* START EXTRACTED DATA *

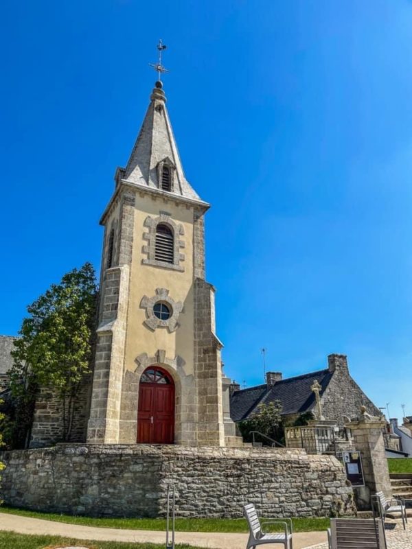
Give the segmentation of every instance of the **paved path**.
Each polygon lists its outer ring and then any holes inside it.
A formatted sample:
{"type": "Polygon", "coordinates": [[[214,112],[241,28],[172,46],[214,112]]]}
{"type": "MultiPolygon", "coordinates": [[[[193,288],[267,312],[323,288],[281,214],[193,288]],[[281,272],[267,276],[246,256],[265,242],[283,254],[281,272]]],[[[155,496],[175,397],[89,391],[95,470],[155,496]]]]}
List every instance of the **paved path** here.
{"type": "MultiPolygon", "coordinates": [[[[164,532],[148,530],[121,530],[112,528],[95,528],[65,522],[53,522],[18,515],[0,513],[0,530],[12,530],[21,534],[63,536],[76,539],[92,539],[97,541],[140,541],[165,545],[164,532]]],[[[188,544],[209,549],[245,549],[247,534],[212,533],[207,532],[176,532],[176,544],[188,544]]],[[[301,532],[293,535],[293,549],[304,549],[324,541],[325,532],[301,532]]]]}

* END EXTRACTED DATA *

- _SET PROBLEM_
Give every line of the items above as a Markdown table with two columns, Row for the row number and Text for the line, and leave out blank lines. Do not include the pictures in the table.

- _ANSWER TO THE PROBLEM_
| Row | Text |
|---|---|
| 1 | Give the segmentation of every instance of the **paved path**. |
| 2 | Each polygon lists its outer ring and then any holes inside it. |
| 3 | A formatted sample: |
| 4 | {"type": "Polygon", "coordinates": [[[214,112],[241,28],[172,46],[214,112]]]} |
| 5 | {"type": "MultiPolygon", "coordinates": [[[[193,288],[267,312],[323,288],[281,214],[193,288]],[[281,272],[267,276],[246,256],[265,242],[283,254],[281,272]]],[[[155,496],[175,397],[89,391],[95,470],[155,496]]]]} |
| 6 | List every instance of the **paved path** here. |
| 7 | {"type": "MultiPolygon", "coordinates": [[[[164,532],[148,530],[121,530],[112,528],[95,528],[65,522],[53,522],[18,515],[0,513],[0,530],[12,530],[21,534],[63,536],[76,539],[92,539],[97,541],[140,541],[165,545],[164,532]]],[[[188,544],[209,549],[245,549],[247,534],[212,533],[207,532],[176,532],[176,544],[188,544]]],[[[301,532],[293,535],[293,549],[304,549],[324,541],[325,532],[301,532]]]]} |